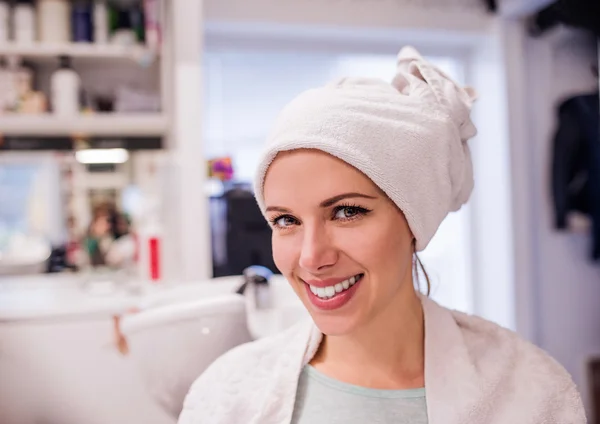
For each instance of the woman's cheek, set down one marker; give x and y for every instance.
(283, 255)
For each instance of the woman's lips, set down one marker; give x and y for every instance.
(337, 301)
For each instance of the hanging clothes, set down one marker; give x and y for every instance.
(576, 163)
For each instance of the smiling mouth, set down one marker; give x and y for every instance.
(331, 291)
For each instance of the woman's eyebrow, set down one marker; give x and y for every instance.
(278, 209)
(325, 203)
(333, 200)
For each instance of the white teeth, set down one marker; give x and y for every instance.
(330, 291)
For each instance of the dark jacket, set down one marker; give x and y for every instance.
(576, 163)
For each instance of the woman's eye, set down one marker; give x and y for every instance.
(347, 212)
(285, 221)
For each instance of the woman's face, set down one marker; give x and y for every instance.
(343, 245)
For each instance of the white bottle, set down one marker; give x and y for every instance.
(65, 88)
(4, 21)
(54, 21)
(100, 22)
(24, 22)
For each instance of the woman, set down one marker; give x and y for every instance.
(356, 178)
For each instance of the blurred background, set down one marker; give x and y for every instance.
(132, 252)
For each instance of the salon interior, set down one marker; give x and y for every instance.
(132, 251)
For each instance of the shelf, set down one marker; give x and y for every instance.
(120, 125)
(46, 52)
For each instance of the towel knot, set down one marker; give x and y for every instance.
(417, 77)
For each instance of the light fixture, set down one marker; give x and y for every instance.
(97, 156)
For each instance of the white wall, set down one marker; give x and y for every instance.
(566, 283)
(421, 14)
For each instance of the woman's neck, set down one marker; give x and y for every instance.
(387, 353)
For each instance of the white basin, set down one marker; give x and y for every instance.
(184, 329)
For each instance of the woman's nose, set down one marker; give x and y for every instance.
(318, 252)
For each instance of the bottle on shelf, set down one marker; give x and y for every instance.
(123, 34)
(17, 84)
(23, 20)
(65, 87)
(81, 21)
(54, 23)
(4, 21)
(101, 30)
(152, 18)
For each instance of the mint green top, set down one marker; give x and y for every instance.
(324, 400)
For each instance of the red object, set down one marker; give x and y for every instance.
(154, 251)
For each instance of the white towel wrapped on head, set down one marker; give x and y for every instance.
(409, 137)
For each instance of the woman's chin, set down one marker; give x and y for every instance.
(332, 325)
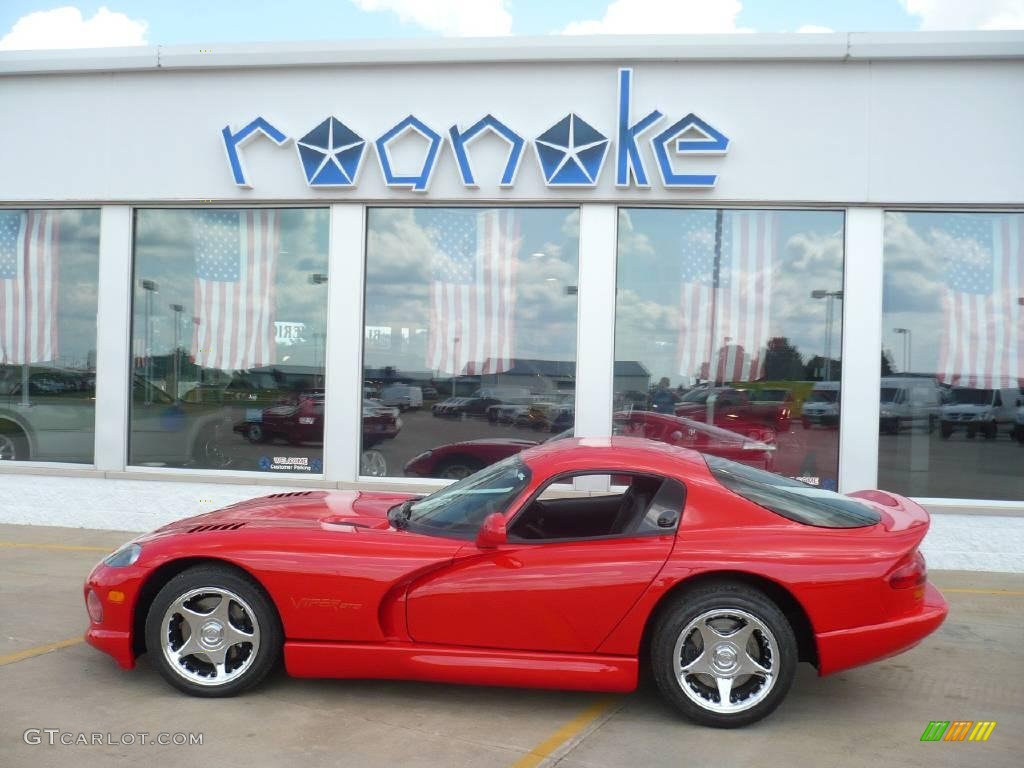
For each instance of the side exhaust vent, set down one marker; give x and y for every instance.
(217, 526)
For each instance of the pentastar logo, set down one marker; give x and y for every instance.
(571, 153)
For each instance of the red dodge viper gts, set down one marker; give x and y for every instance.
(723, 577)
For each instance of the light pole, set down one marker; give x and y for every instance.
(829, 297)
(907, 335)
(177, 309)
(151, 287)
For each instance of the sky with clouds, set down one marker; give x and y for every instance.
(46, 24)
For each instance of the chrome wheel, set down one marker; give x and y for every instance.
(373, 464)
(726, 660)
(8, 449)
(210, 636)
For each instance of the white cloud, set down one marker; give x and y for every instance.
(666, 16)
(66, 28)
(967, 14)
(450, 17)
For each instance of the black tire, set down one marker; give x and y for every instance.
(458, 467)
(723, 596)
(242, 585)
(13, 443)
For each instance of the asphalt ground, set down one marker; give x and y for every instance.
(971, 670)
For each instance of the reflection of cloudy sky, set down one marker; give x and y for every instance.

++++++++

INSTRUCTIONS FOR THE TASK
None of the pictures should be reproduced; all other material above must be set down exactly.

SOLUTION FOR THIS TASK
For each instance of the woman's cheek, set down one marker; give x and y for every instance.
(283, 255)
For each instance of the woman's lips, set down one marker; give x and y for every instance.
(337, 301)
For each instance of the hanging clothes, set down one marker; give x and y for every instance.
(576, 163)
For each instance of the smiling mouth, set down one marker; give x and y for every instance.
(331, 291)
For each instance of the woman's eyebrow, set down one marker; give x and y for every instance.
(278, 209)
(325, 203)
(333, 200)
For each instance of the white teeth, set down one marker; give x and y for every instance.
(330, 291)
For each instance of the dark jacket, set down one marker; give x and y for every instance.
(576, 163)
For each instance of the woman's eye, set down one marker; give x and y for every instance.
(347, 212)
(285, 221)
For each instance of the woman's face, set down one marker; give x and y for every instance.
(343, 245)
For each instance of the white bottle, set down one marker; give x and y for every instance.
(65, 88)
(4, 21)
(54, 21)
(100, 22)
(24, 22)
For each instance of the woman, set down one marker; give x and y for every instance.
(356, 178)
For each instance of the blurred background, set down one marker; give x and y for every instance.
(132, 252)
For each instance of the salon interior, set down one marker; give x and y for every instance.
(132, 251)
For each instance of the shelf, set down one marker; give x and y for every instance.
(120, 125)
(46, 52)
For each instance of the towel knot, set down one marker; give x and y for every instance.
(417, 77)
For each instance of the light fixture, set down one marker; give x and y for every instance.
(97, 156)
For each instance of the white wall, set down one marker; give x and y for every instance.
(566, 283)
(421, 14)
For each instance of the woman's neck, set down one marker; give x and y for every instance.
(387, 353)
For each instance of the white basin, set down one marker; give x and y for every instance.
(184, 329)
For each instance of the woman's nose, set down one marker; give x and y for every instance.
(318, 252)
For each instance of the bottle on shelf, set down one marker; give x and y for every instance.
(123, 34)
(17, 84)
(23, 20)
(65, 87)
(81, 21)
(54, 23)
(4, 21)
(101, 30)
(152, 18)
For each instance of the mint green top, set down one marker; give x and y for every instance.
(324, 400)
For each instance of the red object, set down one marker; give x and y for every instance.
(154, 251)
For each instance of the white towel wrapped on head, set down one marker; give x and y for every instance.
(409, 137)
For each instance of the woman's chin, set down one marker; give x and y for every instance.
(332, 325)
For each instance of the side exhaust vent, set down one marker; give x and y for every instance.
(217, 526)
For each instance of the pentastar logo, set down one marker; give x and y for every instance.
(571, 153)
For each instance of the red dodge viper gts, set down one marker; give x and y for every instance.
(723, 577)
For each instance of the light pole, set down one marker; give x and y for every instance.
(829, 297)
(907, 335)
(177, 309)
(151, 287)
For each instance of the sky with clouds, set down one marker; give x and y for every instance.
(46, 24)
For each instance of the chrome wheel, set down one marker; give x and y for every instance.
(373, 464)
(726, 660)
(8, 449)
(210, 636)
For each instance of the white cloud, set down one marker; give x and y for every instance.
(666, 16)
(66, 28)
(967, 14)
(450, 17)
For each instance of the black tire, set down one marker; give x and y for every instance.
(458, 467)
(723, 596)
(242, 585)
(13, 443)
For each instance of the asphalt ground, set down one marker; give x and y for every instance.
(971, 670)
For each instance of the reflection of cloudy sky, set down one marker; give x and y for every instance.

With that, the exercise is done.